Selected excerpt
◆ ◆ ◆ ◆ ◆ ◆ ◆

As I approach the 30-year reunion, life looks way different than it did at the 20-year event. At some point, between the two occasions, the reality of “where did the time go,” began to take on a new meaning. It was during this time that I heard someone say “be careful not wish your life away.” We do this by saying things like “I wish it were Friday”; “I can’t wait for Christmas to get here”; “only six months until vacation.” The term resonated with me, and I began to appreciate another phrase regarding time, which is “take time to smell the roses.”

As I think back on the last 30 years, my best memories are of simple things. Things like sitting by a fire at deer camp with close friends and watching my wife, Leigh Ann, warm up for a bike race. Spur of the moment events like an unplanned dinner with my daughter, Jordan, on a Tuesday night. Simply being in the moment when enjoying a run through the fog in Napa Valley and watching a millennium sunrise. Simple moments like seeing tears roll down my son’s cheeks after his final football game and Eva having chocolate milk with us while we enjoy our morning coffee in bed (a daily routine for us).

Recently, my son bought me a Red Ryder BB gun. Over the last couple of weeks, we have had fun shooting cans in the backyard. The look on Eva’s face when “we” hit one is priceless. It’s the little things like this that I am sure I will be thinking about when the 40-year reunion comes around.

Time is the only thing we can’t make more of so take some time to “smell the roses” and savor the small moments.

◆ ◆ ◆ ◆ ◆ ◆ ◆

(Entries pulled from a collection)
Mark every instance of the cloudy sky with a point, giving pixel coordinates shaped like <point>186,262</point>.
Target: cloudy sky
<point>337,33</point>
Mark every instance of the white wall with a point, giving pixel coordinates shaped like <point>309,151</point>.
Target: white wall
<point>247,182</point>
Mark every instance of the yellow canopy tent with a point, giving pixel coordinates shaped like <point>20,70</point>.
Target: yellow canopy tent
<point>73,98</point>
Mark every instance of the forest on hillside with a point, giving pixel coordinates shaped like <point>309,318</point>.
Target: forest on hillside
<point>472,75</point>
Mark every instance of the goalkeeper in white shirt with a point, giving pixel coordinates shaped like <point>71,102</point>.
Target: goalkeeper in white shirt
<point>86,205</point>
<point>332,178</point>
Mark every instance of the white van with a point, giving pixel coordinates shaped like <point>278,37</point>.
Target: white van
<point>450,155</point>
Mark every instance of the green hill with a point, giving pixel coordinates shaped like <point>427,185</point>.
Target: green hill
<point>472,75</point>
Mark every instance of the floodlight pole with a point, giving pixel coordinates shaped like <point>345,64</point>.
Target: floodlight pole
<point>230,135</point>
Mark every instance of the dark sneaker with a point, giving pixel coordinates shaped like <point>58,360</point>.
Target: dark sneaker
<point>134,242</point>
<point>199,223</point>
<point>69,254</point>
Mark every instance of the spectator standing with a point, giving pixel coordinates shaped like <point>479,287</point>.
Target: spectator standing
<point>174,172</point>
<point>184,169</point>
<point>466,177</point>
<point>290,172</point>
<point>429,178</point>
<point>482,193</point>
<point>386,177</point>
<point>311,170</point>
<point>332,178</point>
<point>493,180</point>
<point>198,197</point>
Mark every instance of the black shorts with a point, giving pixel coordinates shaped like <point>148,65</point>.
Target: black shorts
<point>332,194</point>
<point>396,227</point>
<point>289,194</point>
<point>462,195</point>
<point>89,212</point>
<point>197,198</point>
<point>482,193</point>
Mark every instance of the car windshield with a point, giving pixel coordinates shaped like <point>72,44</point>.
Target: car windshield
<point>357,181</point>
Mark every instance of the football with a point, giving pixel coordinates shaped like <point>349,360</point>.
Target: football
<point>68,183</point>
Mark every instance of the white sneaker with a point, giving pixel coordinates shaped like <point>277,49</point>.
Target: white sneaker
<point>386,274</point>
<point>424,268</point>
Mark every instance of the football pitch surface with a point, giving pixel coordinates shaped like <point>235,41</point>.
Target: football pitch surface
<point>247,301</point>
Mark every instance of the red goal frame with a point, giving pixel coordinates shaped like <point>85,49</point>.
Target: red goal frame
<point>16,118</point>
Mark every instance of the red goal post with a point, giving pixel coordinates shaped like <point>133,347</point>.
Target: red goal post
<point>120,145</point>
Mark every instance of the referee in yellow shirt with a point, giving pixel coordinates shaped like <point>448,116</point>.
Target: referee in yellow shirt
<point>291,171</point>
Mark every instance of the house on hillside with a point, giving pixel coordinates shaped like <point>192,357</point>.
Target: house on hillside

◆ ◆ ◆ ◆ ◆ ◆ ◆

Exercise instructions
**a)** List the sayings the essay about time and small moments gives as examples of wishing your life away.
**b)** In the essay about time and small moments, what did the writer's son recently buy the writer?
**c)** Copy the essay about time and small moments from "As I think back" to "routine for us).".
These records have no connection to the essay about time and small moments.

Task responses
**a)**
- "I wish it were Friday"
- "I can't wait for Christmas to get here"
- "only six months until vacation"

**b)** A Red Ryder BB gun.

**c)**
As I think back on the last 30 years, my best memories are of simple things. Things like sitting by a fire at deer camp with close friends and watching my wife, Leigh Ann, warm up for a bike race. Spur of the moment events like an unplanned dinner with my daughter, Jordan, on a Tuesday night. Simply being in the moment when enjoying a run through the fog in Napa Valley and watching a millennium sunrise. Simple moments like seeing tears roll down my son’s cheeks after his final football game and Eva having chocolate milk with us while we enjoy our morning coffee in bed (a daily routine for us).